◆ **Direction 1**
Copy out, line for line and unchanged, the part of the listing that opens with the line containing "For every instance of the knee in" and runs through the end of the listing.

◆ **Source text**
KernelIntrinsics.Workgroup — Type

Workgroup <: Scope

Thread block/workgroup scope. Synchronizes memory operations within a single thread block/workgroup.

source

KernelIntrinsics.Device — Type

Device <: Scope

Device/GPU scope. Synchronizes memory operations across all thread blocks on a single device.

source

KernelIntrinsics.System — Type

System <: Scope

System scope. Synchronizes memory operations across all devices, including the CPU.

source

Orderings

KernelIntrinsics.Ordering — Type

Ordering

Abstract type representing memory ordering semantics.

Subtypes:

Weak: Minimal ordering guarantees
Volatile: Prevents compiler caching/reordering; no atomicity implied
Relaxed: Atomicity only, no synchronization
Acquire: Acquire semantics
Release: Release semantics
AcqRel: Acquire-Release semantics
SeqCst: Sequential consistency

source

KernelIntrinsics.Weak — Type

Weak <: Ordering

Weak memory ordering. Provides minimal ordering guarantees, allowing maximum hardware and compiler reordering flexibility.

◆ **Direction 2**
In the KernelIntrinsics documentation, what does the System scope synchronize memory operations across?

◆ **Records for this task**
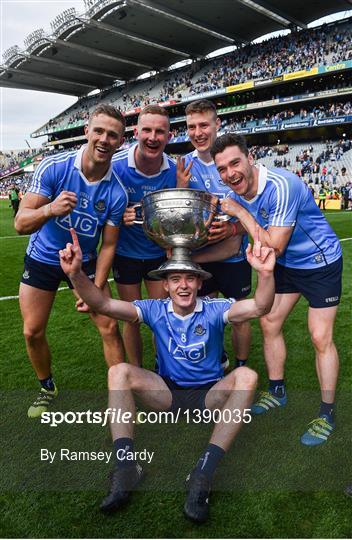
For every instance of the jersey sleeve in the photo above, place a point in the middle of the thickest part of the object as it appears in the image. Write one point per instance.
(44, 179)
(145, 310)
(118, 207)
(284, 202)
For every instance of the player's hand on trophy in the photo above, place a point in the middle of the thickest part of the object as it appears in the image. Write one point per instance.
(129, 216)
(71, 256)
(261, 258)
(229, 206)
(64, 203)
(183, 173)
(132, 215)
(219, 230)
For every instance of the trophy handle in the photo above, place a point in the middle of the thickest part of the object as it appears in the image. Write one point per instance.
(139, 218)
(222, 217)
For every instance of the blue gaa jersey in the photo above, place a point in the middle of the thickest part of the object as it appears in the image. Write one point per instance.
(189, 349)
(99, 203)
(206, 177)
(132, 239)
(283, 200)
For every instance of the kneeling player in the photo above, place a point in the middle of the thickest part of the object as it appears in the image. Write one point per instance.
(178, 322)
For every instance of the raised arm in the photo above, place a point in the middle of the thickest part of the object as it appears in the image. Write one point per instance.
(106, 254)
(35, 210)
(275, 237)
(183, 174)
(71, 263)
(262, 259)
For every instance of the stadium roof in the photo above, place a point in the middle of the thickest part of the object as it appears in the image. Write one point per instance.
(121, 39)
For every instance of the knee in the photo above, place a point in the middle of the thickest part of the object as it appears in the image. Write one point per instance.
(119, 374)
(321, 339)
(107, 328)
(270, 325)
(246, 378)
(33, 334)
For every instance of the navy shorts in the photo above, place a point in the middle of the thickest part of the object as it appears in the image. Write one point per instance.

◆ **Final result 1**
For every instance of the knee in the photo above, place a point in the middle of the thickest part of the object as it appears in the image. Write one point per instance.
(119, 374)
(321, 339)
(107, 328)
(270, 325)
(246, 378)
(33, 334)
For every instance of the navy shorts in the photo above, place a point in the middle of the thickest part of the object as it appears in the image. Write one point per instance.

◆ **Final result 2**
Across all devices, including the CPU.